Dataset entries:
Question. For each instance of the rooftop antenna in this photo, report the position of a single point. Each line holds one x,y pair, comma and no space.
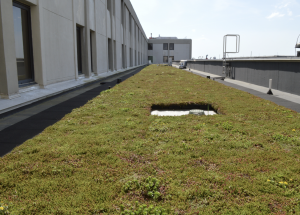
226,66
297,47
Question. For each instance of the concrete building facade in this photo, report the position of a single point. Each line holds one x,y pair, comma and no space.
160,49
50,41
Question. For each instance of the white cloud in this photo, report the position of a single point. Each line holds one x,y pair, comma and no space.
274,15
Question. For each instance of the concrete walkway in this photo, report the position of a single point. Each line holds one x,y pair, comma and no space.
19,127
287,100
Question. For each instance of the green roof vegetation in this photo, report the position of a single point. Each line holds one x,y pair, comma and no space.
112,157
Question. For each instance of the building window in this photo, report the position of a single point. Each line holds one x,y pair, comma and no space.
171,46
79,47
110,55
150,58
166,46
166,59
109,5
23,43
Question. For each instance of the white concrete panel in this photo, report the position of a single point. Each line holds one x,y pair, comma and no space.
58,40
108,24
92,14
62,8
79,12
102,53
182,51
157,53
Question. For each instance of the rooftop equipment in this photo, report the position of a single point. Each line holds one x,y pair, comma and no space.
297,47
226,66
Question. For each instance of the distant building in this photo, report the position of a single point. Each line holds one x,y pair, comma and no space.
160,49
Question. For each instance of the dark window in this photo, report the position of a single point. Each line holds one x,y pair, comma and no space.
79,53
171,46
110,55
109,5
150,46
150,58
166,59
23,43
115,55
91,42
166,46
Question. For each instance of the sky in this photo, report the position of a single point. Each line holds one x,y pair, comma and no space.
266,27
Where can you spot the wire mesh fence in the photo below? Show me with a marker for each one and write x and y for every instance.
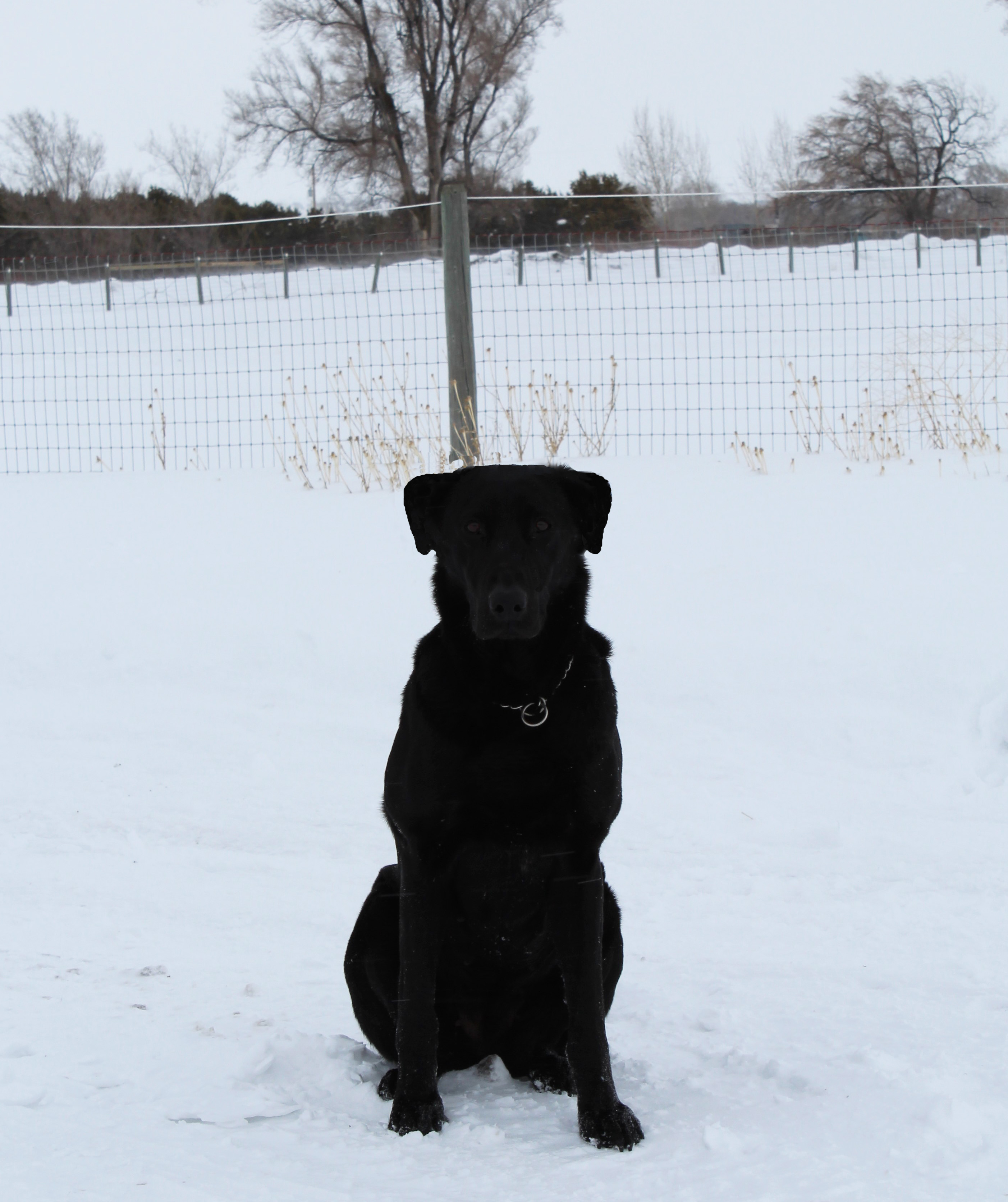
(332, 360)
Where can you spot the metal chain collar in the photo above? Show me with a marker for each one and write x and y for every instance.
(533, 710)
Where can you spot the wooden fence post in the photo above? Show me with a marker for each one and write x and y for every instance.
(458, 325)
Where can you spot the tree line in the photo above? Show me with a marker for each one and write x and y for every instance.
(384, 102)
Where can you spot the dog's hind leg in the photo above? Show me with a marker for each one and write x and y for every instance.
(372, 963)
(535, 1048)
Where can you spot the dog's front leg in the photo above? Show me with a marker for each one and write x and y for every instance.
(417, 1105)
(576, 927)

---

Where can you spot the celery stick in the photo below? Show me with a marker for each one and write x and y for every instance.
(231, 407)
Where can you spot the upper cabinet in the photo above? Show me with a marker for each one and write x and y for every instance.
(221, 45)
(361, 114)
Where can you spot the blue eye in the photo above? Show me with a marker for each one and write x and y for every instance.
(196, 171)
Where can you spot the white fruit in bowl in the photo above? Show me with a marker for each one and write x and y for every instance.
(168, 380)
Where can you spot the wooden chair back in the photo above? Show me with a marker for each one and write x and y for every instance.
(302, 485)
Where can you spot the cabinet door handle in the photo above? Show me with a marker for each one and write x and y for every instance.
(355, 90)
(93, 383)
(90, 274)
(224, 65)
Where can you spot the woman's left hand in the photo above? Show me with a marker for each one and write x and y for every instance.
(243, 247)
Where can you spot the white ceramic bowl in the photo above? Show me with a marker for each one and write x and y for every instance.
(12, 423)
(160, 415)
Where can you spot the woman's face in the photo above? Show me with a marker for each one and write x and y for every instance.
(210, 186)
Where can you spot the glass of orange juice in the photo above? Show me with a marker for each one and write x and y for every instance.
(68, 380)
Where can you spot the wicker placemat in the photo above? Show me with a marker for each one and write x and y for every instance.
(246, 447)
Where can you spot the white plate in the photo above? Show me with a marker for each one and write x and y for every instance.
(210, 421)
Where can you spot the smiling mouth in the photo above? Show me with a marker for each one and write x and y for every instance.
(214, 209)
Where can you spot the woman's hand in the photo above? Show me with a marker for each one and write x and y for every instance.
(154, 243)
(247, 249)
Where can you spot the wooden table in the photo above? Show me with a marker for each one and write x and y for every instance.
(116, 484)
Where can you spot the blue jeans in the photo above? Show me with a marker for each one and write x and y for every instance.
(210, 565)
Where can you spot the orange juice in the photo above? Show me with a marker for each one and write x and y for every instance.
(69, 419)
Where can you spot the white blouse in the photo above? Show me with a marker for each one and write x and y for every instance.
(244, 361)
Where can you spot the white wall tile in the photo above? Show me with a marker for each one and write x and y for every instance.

> **Your objective**
Of all the entries above, output exactly the lines between the one holding "Where can you spot the orange" and the one holding "Where can you spot the white wall", inclusive.

> **Solution**
Where can you spot the orange juice in the photo above? Show me with a marker for each one and write x and y for every instance.
(69, 419)
Where can you spot the white blouse in the photo above? Show me with a marker for each one and write x and y for every instance.
(244, 361)
Where can you spot the white wall tile in the photo above? Show me with a marker for each one and write x and y for every instance.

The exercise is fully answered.